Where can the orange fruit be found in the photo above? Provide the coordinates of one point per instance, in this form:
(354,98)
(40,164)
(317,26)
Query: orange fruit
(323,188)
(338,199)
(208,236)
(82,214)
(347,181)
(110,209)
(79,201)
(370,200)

---+---

→ **OBJECTIVE**
Reproduce all of the material above line for line, with no changes of any kind.

→ **ANSWER FOR THIS EXERCISE**
Where can the orange fruit be found in the photo above? Provide the coordinates of one point per instance, in this form:
(354,98)
(40,164)
(317,26)
Query: orange fruit
(323,188)
(338,199)
(208,236)
(82,214)
(347,181)
(110,209)
(79,201)
(370,200)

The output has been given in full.